>> begin Available data

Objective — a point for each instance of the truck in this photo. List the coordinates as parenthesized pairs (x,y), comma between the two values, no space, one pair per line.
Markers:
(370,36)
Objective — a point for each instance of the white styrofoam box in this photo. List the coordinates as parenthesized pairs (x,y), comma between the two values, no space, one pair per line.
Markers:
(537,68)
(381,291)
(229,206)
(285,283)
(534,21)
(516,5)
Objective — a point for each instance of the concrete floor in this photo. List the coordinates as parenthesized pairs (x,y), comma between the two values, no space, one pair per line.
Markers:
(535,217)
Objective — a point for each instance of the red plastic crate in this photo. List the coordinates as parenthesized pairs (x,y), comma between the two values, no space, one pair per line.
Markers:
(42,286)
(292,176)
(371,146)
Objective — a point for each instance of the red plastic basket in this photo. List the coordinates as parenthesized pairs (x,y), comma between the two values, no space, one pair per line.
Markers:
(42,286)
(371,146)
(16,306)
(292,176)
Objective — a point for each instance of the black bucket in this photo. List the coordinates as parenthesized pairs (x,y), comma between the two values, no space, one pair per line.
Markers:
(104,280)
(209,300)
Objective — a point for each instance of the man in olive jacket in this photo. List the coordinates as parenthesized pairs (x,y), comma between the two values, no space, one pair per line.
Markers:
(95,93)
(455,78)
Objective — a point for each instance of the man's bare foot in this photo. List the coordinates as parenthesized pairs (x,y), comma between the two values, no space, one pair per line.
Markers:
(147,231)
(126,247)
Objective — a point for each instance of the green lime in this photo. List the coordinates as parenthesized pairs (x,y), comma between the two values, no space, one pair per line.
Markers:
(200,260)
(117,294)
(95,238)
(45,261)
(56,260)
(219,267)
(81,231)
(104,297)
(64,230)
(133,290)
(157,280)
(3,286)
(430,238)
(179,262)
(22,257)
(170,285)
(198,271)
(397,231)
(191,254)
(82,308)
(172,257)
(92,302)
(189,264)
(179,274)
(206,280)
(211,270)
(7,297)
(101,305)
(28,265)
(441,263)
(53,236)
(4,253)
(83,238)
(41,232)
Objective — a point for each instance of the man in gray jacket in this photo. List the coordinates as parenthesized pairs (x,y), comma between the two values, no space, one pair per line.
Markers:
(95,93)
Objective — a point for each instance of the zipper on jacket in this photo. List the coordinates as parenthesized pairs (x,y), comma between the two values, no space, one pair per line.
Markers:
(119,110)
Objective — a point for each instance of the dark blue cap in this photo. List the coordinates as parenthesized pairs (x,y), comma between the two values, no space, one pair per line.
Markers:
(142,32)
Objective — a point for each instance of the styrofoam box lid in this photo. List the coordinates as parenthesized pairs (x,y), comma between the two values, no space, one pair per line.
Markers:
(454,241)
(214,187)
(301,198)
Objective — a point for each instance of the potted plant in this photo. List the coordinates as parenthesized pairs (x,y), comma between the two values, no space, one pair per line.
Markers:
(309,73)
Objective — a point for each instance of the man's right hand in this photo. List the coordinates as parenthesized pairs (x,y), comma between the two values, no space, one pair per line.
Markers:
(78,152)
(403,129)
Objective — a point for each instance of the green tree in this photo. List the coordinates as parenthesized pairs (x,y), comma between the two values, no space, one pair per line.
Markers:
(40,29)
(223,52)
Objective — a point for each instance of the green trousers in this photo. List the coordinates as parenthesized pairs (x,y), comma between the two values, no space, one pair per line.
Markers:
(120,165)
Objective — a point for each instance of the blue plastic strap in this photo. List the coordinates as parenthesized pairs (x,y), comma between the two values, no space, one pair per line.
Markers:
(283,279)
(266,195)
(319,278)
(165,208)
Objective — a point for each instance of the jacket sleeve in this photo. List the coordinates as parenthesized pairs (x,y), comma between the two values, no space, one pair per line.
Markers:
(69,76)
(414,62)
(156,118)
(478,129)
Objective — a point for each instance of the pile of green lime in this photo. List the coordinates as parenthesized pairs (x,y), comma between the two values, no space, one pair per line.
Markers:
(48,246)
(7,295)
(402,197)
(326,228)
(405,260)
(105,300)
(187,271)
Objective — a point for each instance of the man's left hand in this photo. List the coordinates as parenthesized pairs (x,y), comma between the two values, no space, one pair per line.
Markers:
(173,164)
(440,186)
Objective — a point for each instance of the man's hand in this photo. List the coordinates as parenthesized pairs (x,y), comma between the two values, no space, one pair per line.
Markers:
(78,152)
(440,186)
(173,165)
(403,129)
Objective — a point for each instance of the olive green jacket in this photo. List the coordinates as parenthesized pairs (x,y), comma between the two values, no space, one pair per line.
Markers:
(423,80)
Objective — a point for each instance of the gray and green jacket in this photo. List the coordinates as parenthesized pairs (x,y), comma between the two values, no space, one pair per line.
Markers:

>> end Available data

Given problem: Copy out every line from the one containing "Objective — a point for each instance of the man's left" down to the last of the lines above, requests included, and scale each coordinate in the answers by 1.05, rounding to whole numbers with halves rounded up. Leave the wording of the requests and their format samples unchanged.

Task result:
Objective — a point for each instance of the man's left hand in this photo. List the coordinates as parenthesized pairs (x,y), comma between the two values, no space, one pair per line.
Markers:
(182,172)
(462,195)
Objective — a point for each instance of the man's hand in this photo. List the coordinates as parenthesized pairs (x,y), comma between the two values, no space, one pair per line.
Markers:
(82,160)
(462,195)
(182,173)
(423,135)
Objective — a point for each instance of the olive green jacket in this photo. List the coordinates as parenthesized pairs (x,y), comma between the two values, no space, one pair per line.
Markers:
(444,84)
Objective — a point for each instance of the gray and green jacket in this photo. List the coordinates as parenthesized pairs (x,y), comma between the two values, no space, one pair per line.
Markers:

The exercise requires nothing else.